Material supplied:
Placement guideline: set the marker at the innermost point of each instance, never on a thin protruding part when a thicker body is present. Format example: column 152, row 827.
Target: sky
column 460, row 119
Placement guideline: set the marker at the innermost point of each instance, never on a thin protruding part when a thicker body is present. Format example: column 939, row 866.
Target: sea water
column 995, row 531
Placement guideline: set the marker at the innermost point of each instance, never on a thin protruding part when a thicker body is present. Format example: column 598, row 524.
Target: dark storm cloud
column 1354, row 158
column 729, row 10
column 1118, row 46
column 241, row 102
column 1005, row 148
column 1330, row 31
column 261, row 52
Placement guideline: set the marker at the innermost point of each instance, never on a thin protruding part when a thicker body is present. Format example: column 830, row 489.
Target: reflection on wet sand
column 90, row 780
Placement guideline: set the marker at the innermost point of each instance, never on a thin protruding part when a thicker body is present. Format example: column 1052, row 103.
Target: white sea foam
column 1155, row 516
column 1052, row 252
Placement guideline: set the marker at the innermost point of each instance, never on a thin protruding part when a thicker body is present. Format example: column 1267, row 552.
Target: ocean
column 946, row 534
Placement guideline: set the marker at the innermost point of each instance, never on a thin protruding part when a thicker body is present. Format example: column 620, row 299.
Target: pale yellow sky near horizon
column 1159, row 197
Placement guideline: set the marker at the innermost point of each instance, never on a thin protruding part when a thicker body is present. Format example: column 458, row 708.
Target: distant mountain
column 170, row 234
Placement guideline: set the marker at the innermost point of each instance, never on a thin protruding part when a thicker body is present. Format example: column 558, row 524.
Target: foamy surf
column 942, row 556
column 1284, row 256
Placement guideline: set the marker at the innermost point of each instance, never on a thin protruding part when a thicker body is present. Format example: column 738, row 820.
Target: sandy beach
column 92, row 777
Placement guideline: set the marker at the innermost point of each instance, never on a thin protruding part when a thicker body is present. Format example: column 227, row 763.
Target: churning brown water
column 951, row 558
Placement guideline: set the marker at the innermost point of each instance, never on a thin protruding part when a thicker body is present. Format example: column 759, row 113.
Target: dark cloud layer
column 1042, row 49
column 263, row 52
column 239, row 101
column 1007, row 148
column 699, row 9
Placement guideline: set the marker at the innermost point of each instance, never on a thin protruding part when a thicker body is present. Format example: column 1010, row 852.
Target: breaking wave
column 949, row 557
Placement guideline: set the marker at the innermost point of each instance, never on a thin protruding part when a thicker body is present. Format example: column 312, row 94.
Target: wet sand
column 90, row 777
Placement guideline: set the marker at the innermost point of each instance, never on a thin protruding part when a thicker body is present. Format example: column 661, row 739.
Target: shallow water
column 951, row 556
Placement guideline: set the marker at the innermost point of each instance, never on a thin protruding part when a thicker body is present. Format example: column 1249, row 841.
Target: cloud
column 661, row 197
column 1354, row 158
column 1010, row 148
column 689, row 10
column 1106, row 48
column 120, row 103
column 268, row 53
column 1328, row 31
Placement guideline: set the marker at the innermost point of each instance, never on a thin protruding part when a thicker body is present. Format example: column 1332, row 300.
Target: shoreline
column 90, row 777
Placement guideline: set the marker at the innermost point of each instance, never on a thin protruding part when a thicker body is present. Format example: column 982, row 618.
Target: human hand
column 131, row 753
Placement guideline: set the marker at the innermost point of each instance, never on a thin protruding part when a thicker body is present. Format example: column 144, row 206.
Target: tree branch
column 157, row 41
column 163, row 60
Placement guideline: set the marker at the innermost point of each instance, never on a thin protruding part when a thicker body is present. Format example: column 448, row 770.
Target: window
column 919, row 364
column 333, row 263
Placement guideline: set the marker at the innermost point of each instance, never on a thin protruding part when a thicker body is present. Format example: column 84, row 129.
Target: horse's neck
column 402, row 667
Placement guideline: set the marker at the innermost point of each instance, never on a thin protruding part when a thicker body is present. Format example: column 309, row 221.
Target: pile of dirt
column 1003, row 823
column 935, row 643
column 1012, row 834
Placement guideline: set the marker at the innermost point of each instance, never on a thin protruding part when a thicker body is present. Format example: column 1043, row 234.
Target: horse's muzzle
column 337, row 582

Work to complete: Transcribe the records in full, keeping every character as it is.

Solution to this task:
Placement guideline: set the marker at the innermost point of each instance, never on a thin protruding part when a thicker body is present. Format example: column 152, row 827.
Target: sky
column 460, row 119
Placement guideline: set the marker at the innermost point of each instance, never on a thin protruding part when a thicker body is present. Format example: column 939, row 866.
Target: sea water
column 995, row 531
Placement guideline: set the marker at the innermost point of each instance, never on a thin protruding part when a thicker body is present. Format example: column 598, row 524.
Target: dark storm cloud
column 1354, row 158
column 729, row 10
column 1118, row 46
column 241, row 102
column 1005, row 148
column 1330, row 31
column 261, row 52
Placement guideline: set the marker at the innermost point of each instance, never on a thin protruding part when a thicker body is present. Format example: column 830, row 489.
Target: reflection on wet sand
column 90, row 780
Placement guideline: set the marker at the innermost point of each instance, never on a thin protruding part when a thicker body is present. Format example: column 1052, row 103.
Target: white sea foam
column 1155, row 516
column 1052, row 252
Placement guideline: set the marker at the innermost point of each instance, never on a thin protruding part when a thicker body is present. Format example: column 1267, row 552.
Target: ocean
column 946, row 534
Placement guideline: set the marker at the innermost point of each instance, never on a thin protruding part when a thicker body is present. Format example: column 620, row 299.
Target: pale yellow sky near horizon
column 1159, row 197
Placement guideline: set the marker at the innermost point of each instance, never on a thin protruding part when a thicker body is present. Format example: column 458, row 708.
Target: distant mountain
column 170, row 234
Placement guideline: set the marker at the innermost point of each instance, never on a thin protruding part when a thicker body is present. Format example: column 558, row 524.
Target: foamy surf
column 942, row 556
column 1284, row 256
Placement guideline: set the marker at the innermost point of each instance, never on a thin protruding part when a thicker body is present. Format example: column 738, row 820.
Target: sandy beach
column 92, row 777
Placement guideline: set the marker at the innermost point of each instance, never on a thin protruding part when a thicker body is present. Format example: column 227, row 763.
Target: churning brown water
column 951, row 558
Placement guideline: set the marker at the innermost point of each instance, never on a thin protruding part when a thicker body is present. Format example: column 759, row 113.
Target: dark cloud layer
column 1042, row 49
column 263, row 52
column 239, row 101
column 1007, row 148
column 699, row 9
Placement guideline: set the marker at the innermost point of each instance, never on a thin protruding part when a thicker body is present. Format example: column 1010, row 852.
Target: breaking wave
column 949, row 557
Placement guideline: set the marker at the innermost point of each instance, never on a thin protruding part when a thicker body is present. Format example: column 312, row 94.
Target: wet sand
column 90, row 777
Placement guideline: set the marker at the innermost point of each instance, never on a thin protruding part when a thicker body is present. Format example: column 661, row 739.
Target: shallow water
column 951, row 556
Placement guideline: set the marker at the innermost point of each instance, never on a thin protruding part when a thicker body is present. Format example: column 1249, row 841.
Target: cloud
column 661, row 197
column 1354, row 158
column 1010, row 148
column 689, row 10
column 1106, row 48
column 120, row 103
column 268, row 53
column 1328, row 31
Placement guideline: set the marker at the innermost point of each instance, never on a thin protruding part when a thicker body is present. Format example: column 1332, row 300.
Target: shoreline
column 90, row 777
Placement guideline: set the marker at the innermost point of each instance, never on a thin protruding part when a thicker body is present. Format example: column 982, row 618.
Target: human hand
column 131, row 753
Placement guideline: set the marker at the innermost point of each instance, never on a thin protruding part when a thicker body is present. Format example: column 144, row 206.
Target: tree branch
column 157, row 41
column 163, row 60
Placement guideline: set the marker at the innermost point of each instance, never on a thin protruding part when a thicker body is present. Format example: column 448, row 770.
Target: window
column 919, row 364
column 333, row 263
Placement guideline: set the marker at the innermost point of each instance, never on a thin protruding part when a thicker body is present. Format example: column 84, row 129.
Target: horse's neck
column 402, row 667
Placement guideline: set the marker at the innermost point of each instance, never on a thin protruding part when a thicker body is present. Format example: column 309, row 221.
Target: pile of dirt
column 1003, row 823
column 935, row 643
column 1012, row 834
Placement guideline: set the marker at the innermost point of each instance, never on a thin protruding part when a thicker body is present. Format example: column 1043, row 234.
Target: horse's muzzle
column 337, row 582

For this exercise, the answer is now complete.